» **TUJUAN A**: Salin ulang seluruh baris daftar yang terdapat di bawah kutipan, tanpa perubahan sedikit pun, tetapi jangan sertakan gambarnya dalam jawaban.

» **KUTIPAN BACAAN**:
+ + + + +

Menurut dia, pengurangan emisi gas rumah kaca (GRK) di lahan gambut bisa dilakukan dengan menjaga tutupan lahan, mencegah kebakaran, melakukan tata kelola air yang baik, dan menjaga agar tidak terjadi subsidensi.
Budisusanti menyatakan, dengan mengunjungi areal PT MTI, peserta field trip bisa melihat dengan nyata yang dilakukan oleh perusahaan Perizinan Berusaha Pemanfaatan Hutan (PBPH) dalam perlindungan dan pengelolaan ekosistem gambut.
“Mulai dari perencanaan, pelaksanaan, monitoring, evaluasi termasuk kontribusinya dalam penurunan GRK, pengkayaan tanaman, dan menjaga biodiversitas,” katanya.

+ + + + +

» **TUJUAN B**: Tuliskan kembali bagian kutipan tentang pengelolaan gambut, mulai dari "Menurut dia, pengurangan" dan berakhir pada "pengelolaan ekosistem gambut.", lalu tukar "subsidensi" dengan "penurunan muka tanah".

+ + + + +

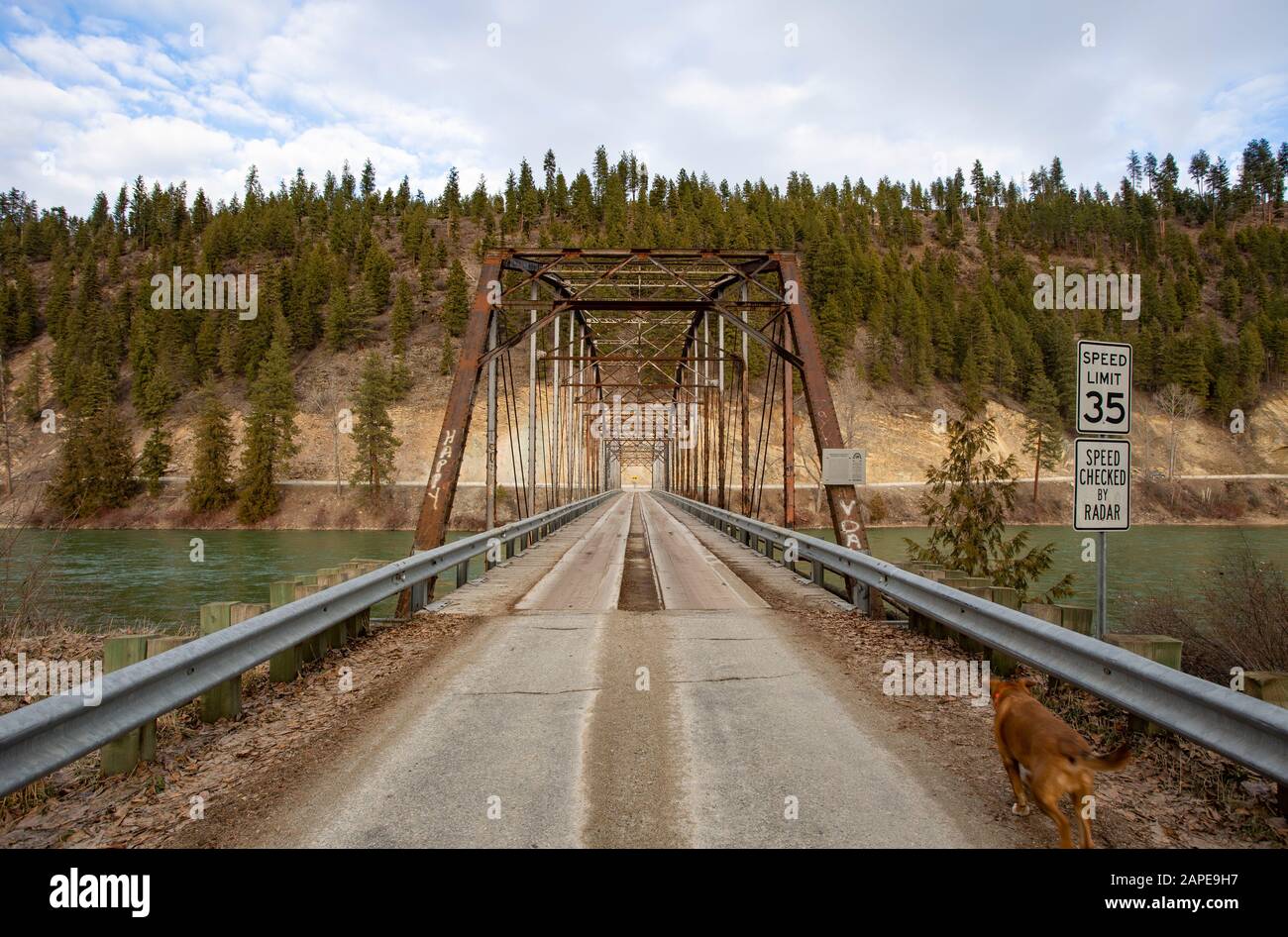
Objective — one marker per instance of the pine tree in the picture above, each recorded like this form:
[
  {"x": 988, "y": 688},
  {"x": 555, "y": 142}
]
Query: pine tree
[
  {"x": 966, "y": 503},
  {"x": 95, "y": 469},
  {"x": 376, "y": 271},
  {"x": 456, "y": 304},
  {"x": 447, "y": 360},
  {"x": 400, "y": 321},
  {"x": 31, "y": 392},
  {"x": 373, "y": 429},
  {"x": 340, "y": 327},
  {"x": 1043, "y": 433},
  {"x": 210, "y": 486},
  {"x": 269, "y": 431},
  {"x": 399, "y": 376},
  {"x": 155, "y": 460}
]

+ + + + +

» **JAWABAN TERTULIS A**:
Objective — one marker per instance of the pine tree in the picture above, each recorded like this form:
[
  {"x": 988, "y": 688},
  {"x": 555, "y": 142}
]
Query: pine tree
[
  {"x": 966, "y": 503},
  {"x": 95, "y": 469},
  {"x": 376, "y": 271},
  {"x": 456, "y": 304},
  {"x": 447, "y": 360},
  {"x": 400, "y": 321},
  {"x": 31, "y": 392},
  {"x": 373, "y": 429},
  {"x": 340, "y": 327},
  {"x": 1043, "y": 433},
  {"x": 210, "y": 486},
  {"x": 269, "y": 431},
  {"x": 399, "y": 376},
  {"x": 155, "y": 460}
]

» **JAWABAN TERTULIS B**:
Menurut dia, pengurangan emisi gas rumah kaca (GRK) di lahan gambut bisa dilakukan dengan menjaga tutupan lahan, mencegah kebakaran, melakukan tata kelola air yang baik, dan menjaga agar tidak terjadi penurunan muka tanah.
Budisusanti menyatakan, dengan mengunjungi areal PT MTI, peserta field trip bisa melihat dengan nyata yang dilakukan oleh perusahaan Perizinan Berusaha Pemanfaatan Hutan (PBPH) dalam perlindungan dan pengelolaan ekosistem gambut.